Direction: Could you repeat the items below with "river water" switched to "lake water" and everything else left untouched? Leave the pictures out of your answer.

::::

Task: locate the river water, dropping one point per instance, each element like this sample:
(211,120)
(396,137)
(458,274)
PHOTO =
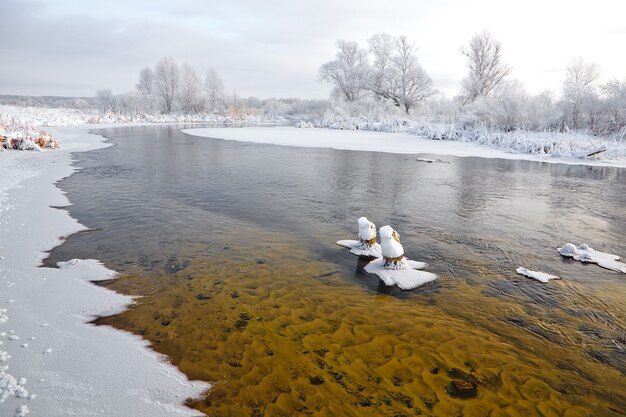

::::

Response below:
Task: locate the lake water, dropping one point per instance, each element like this sample:
(211,120)
(396,137)
(458,274)
PHOTO =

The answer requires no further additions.